◆ Given text ◆
Violet’s desire for a child, of her own, leads her to steal a baby on the
street. Rememories of a mother, a “wild black girl” (160), who sequesters
herself deep in the woods, far from the City’s crowds. What is it that Joe and
Violet long for in the City’s impersonal space? Is it anything like Golden Gray’s
search for his father? “Violet started sleeping with a doll in her arms” (129) and
Joe fell for “little half moons clustered underneath cheekbones, like faint
hoofmarks” (130). The pair from the woods seeks love in the City. They seek
beyond themselves and each other: “In this world the best thing, the only thing,
is to find the trail and stick to it” (130). They find the trail, yes, but it leads them
away from that which they seek: Knowledge and love in the “blocks and lots
and sidestreets” (9) of the Promised Land.
They both seek, and find, Dorcas. She is Violet’s child and Joe’s lost
love (even mother love) simultaneously, and, for both, that which is created for
them to destroy. They cannot destroy the dirty City, so they destroy the product
of the City, a child whose parents are consumed in the City’s fire, whose love is
wanton, flighty, deadly. Joe shoots the child and Violet tries to ruin the corpse.
Joe takes his hunter’s instinct, seeks his prey, “rambling, just rambling all
though the City” (130), and he catches it, shoots it, shoots the girl who gave him
her “first time”—“And mine,” says the City’s hunter, “in a manner of speaking”

◆ Dataset extract ◆
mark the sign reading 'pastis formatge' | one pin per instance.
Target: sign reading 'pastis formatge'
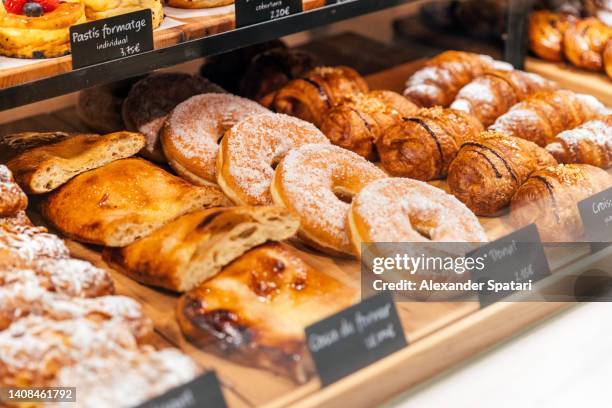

◆ Stated task 1 ◆
In the passage about Joe and Violet, what does Violet start sleeping with?
◆ Stated task 2 ◆
Copy out the passage about Joe and Violet word for word, starting at the words "Violet’s desire for" and stopping after "the Promised Land.".

◆ Complete answer 1 ◆
A doll in her arms.

◆ Complete answer 2 ◆
Violet’s desire for a child, of her own, leads her to steal a baby on the
street. Rememories of a mother, a “wild black girl” (160), who sequesters
herself deep in the woods, far from the City’s crowds. What is it that Joe and
Violet long for in the City’s impersonal space? Is it anything like Golden Gray’s
search for his father? “Violet started sleeping with a doll in her arms” (129) and
Joe fell for “little half moons clustered underneath cheekbones, like faint
hoofmarks” (130). The pair from the woods seeks love in the City. They seek
beyond themselves and each other: “In this world the best thing, the only thing,
is to find the trail and stick to it” (130). They find the trail, yes, but it leads them
away from that which they seek: Knowledge and love in the “blocks and lots
and sidestreets” (9) of the Promised Land.